• **What you are asked to do**: Rewrite the records below, replacing "tree canopy" with "tree crown" and keeping every other part unchanged. Leave the pictures out of your version.

• **Record set**:

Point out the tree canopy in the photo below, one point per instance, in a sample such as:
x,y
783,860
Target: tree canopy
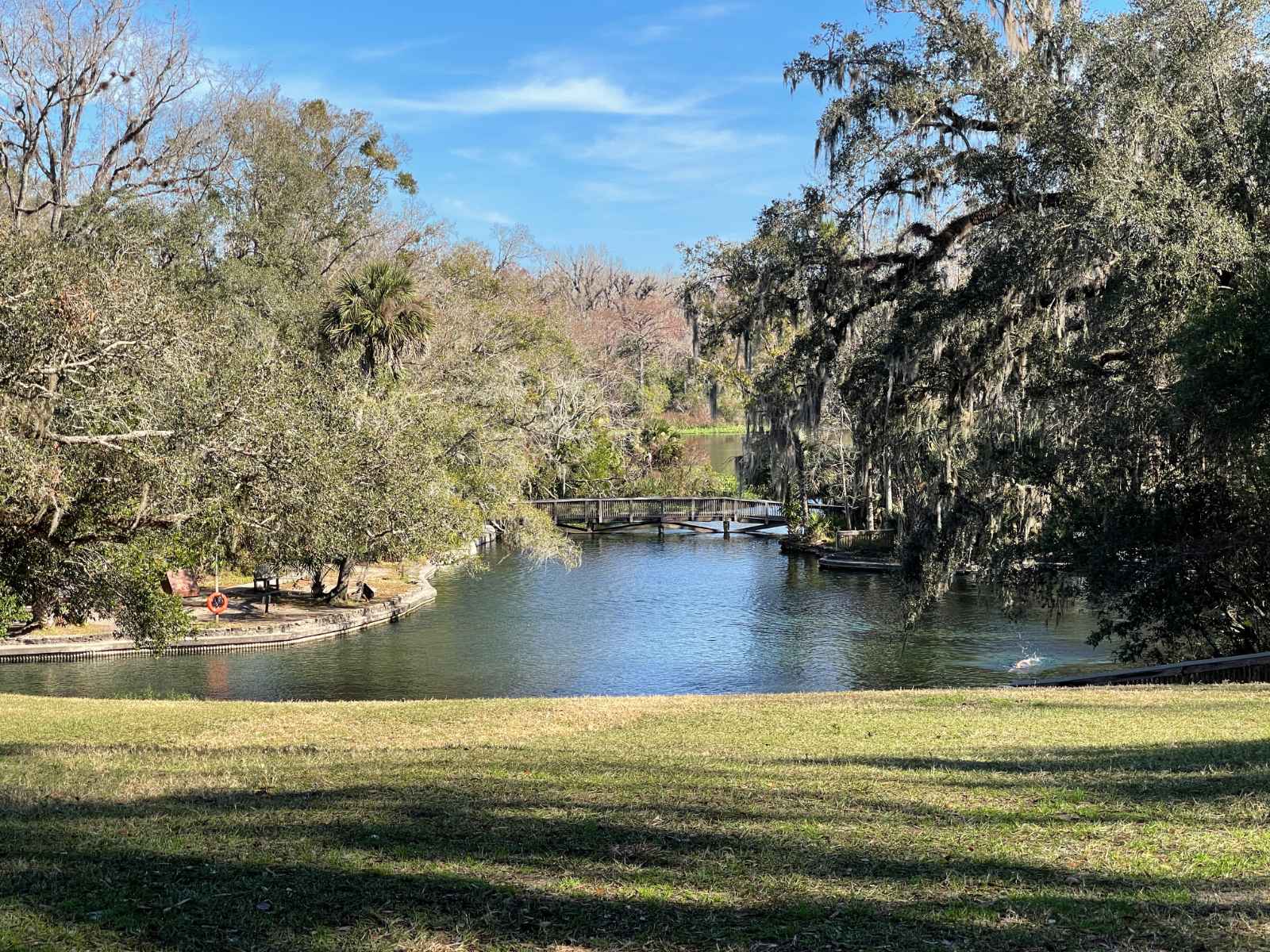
x,y
1028,289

• **Solution to this exercise**:
Point out the tree crown in the photo below, one point per instance, in a sample such as:
x,y
783,860
Target: tree crown
x,y
1028,289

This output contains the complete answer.